- WHAT TO WORK ON
Could you recast each line of the records below as a Markdown table with the columns Row and Line, skipping blank lines and leaving the pictures out?

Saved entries
+===+
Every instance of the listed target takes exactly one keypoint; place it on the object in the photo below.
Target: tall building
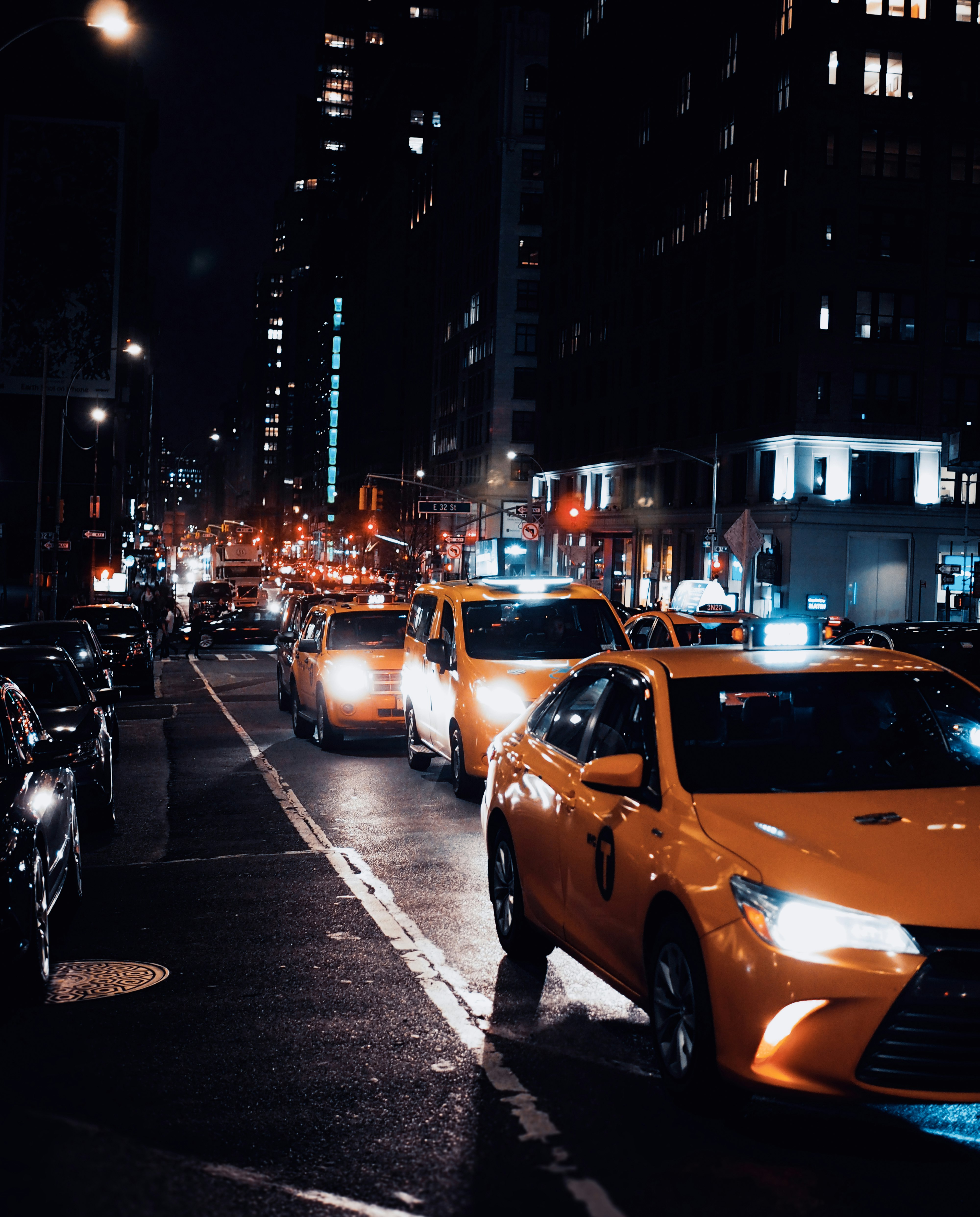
(488, 271)
(771, 249)
(78, 132)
+===+
- EXPECTED ANSWER
| Row | Line |
|---|---|
| 1 | Every instance of the listed target takes exactly one keypoint; place it on the object in the photo below. |
| 2 | Target: tall building |
| 3 | (488, 271) |
| 4 | (771, 249) |
| 5 | (78, 132) |